§ **Task to complete**
Show all lines in the material below that contain the word "every". Matching is case-sensitive.

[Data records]
○ ○ ○ ○

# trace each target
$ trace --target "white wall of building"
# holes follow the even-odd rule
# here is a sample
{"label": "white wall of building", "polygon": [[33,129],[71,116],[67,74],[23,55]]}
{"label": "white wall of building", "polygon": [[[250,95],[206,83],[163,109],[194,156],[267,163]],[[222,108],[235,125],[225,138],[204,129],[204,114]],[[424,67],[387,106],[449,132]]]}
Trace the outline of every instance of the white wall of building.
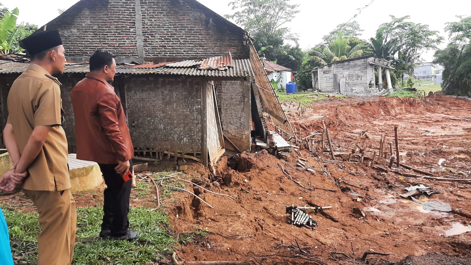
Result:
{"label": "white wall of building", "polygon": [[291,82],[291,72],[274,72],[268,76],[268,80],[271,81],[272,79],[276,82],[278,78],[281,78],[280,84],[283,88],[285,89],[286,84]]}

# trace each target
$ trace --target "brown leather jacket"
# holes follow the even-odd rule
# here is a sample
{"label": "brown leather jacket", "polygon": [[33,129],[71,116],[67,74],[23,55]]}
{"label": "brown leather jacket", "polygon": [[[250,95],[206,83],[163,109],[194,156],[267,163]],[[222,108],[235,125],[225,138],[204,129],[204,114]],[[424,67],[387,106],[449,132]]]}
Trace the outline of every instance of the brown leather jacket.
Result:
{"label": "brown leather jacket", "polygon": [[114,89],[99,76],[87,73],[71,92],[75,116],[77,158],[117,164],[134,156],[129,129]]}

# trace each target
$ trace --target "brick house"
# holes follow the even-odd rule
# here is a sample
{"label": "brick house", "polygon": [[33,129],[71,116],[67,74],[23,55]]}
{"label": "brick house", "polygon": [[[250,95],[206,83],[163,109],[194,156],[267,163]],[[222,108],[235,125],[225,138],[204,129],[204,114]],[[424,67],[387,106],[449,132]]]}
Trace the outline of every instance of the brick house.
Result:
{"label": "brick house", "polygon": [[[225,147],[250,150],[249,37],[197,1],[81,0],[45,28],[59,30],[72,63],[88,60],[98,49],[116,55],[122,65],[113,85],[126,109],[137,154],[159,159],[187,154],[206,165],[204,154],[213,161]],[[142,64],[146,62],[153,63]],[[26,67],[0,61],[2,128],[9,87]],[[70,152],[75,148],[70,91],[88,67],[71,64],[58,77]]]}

○ ○ ○ ○

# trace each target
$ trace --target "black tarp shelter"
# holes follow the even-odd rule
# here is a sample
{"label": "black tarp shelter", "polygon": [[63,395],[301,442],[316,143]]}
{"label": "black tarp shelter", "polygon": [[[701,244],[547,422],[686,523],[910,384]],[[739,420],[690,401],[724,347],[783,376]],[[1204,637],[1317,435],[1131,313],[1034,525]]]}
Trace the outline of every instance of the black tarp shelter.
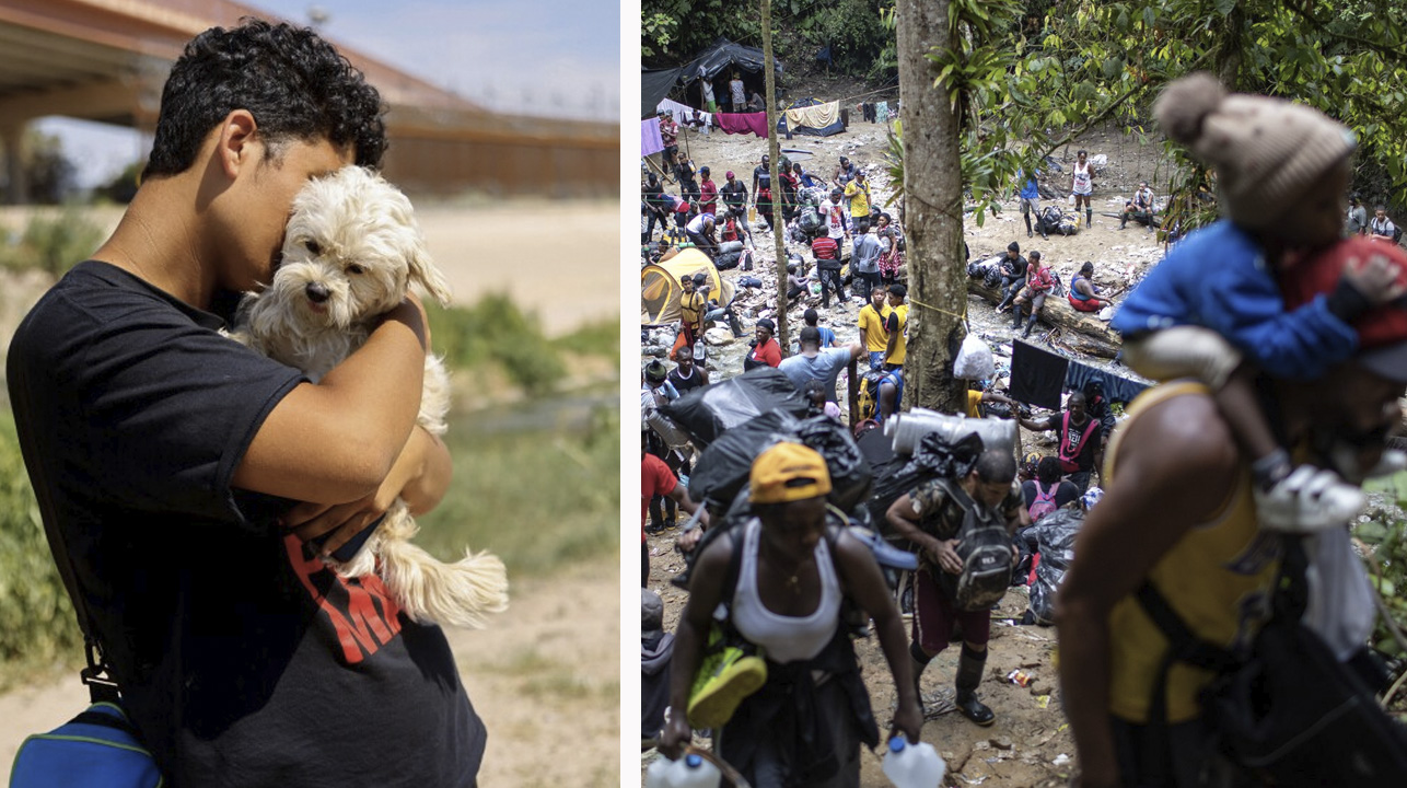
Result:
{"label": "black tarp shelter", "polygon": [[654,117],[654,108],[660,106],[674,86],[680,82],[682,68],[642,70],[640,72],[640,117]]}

○ ○ ○ ○

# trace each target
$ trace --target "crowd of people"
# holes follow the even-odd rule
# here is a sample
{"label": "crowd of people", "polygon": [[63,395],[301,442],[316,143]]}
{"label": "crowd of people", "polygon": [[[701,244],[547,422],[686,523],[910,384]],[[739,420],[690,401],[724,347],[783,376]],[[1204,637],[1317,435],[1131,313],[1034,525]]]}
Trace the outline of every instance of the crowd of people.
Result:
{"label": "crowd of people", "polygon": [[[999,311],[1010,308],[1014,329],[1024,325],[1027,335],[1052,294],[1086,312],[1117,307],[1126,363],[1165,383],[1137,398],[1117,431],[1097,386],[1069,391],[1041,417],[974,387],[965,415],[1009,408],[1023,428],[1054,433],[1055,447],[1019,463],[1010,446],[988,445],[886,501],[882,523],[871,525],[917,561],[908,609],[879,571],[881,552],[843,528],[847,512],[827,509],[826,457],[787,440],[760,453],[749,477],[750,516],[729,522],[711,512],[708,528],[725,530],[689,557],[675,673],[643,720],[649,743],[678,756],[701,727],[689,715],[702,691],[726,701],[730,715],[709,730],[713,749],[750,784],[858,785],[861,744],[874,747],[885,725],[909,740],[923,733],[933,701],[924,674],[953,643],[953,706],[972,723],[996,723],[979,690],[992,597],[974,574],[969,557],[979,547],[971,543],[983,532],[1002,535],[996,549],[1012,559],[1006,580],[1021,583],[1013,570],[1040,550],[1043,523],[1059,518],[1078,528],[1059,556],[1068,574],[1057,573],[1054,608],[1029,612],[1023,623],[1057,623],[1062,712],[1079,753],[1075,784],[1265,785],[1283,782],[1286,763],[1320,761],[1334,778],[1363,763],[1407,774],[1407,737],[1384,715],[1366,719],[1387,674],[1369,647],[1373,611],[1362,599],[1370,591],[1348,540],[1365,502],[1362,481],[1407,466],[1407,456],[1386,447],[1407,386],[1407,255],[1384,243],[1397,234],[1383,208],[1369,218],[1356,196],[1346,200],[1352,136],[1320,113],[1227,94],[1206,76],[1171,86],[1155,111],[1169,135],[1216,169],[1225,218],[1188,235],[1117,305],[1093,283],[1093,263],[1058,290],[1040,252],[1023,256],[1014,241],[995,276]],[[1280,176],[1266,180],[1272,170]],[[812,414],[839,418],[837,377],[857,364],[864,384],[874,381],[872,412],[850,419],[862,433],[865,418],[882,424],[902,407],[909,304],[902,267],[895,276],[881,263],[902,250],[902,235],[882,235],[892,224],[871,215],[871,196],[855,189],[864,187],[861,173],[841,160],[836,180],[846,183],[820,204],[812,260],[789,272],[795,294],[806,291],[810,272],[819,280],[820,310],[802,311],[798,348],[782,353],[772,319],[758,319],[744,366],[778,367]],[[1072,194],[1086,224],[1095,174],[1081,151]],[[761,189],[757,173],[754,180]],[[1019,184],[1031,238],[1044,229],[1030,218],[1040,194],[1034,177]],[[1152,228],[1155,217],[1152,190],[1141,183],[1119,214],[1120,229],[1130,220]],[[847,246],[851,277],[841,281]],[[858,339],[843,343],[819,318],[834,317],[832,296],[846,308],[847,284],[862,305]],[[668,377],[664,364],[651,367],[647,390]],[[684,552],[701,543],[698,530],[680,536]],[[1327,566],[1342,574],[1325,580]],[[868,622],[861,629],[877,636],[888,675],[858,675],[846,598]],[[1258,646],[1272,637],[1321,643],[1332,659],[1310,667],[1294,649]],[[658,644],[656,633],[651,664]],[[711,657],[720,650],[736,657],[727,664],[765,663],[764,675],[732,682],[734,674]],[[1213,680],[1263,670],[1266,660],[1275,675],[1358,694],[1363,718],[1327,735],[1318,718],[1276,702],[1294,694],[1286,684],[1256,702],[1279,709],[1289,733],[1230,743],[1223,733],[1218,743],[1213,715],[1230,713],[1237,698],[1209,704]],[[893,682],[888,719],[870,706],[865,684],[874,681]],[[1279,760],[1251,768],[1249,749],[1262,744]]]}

○ ○ ○ ○

§ **Response to the task**
Trace the outline of every instance of the white wall of building.
Trace the outline of every instance of the brown leather jacket.
Trace the outline of every instance of the brick house.
Trace the outline of every instance of the black tarp shelter.
Trace the outline of every instance of the crowd of people.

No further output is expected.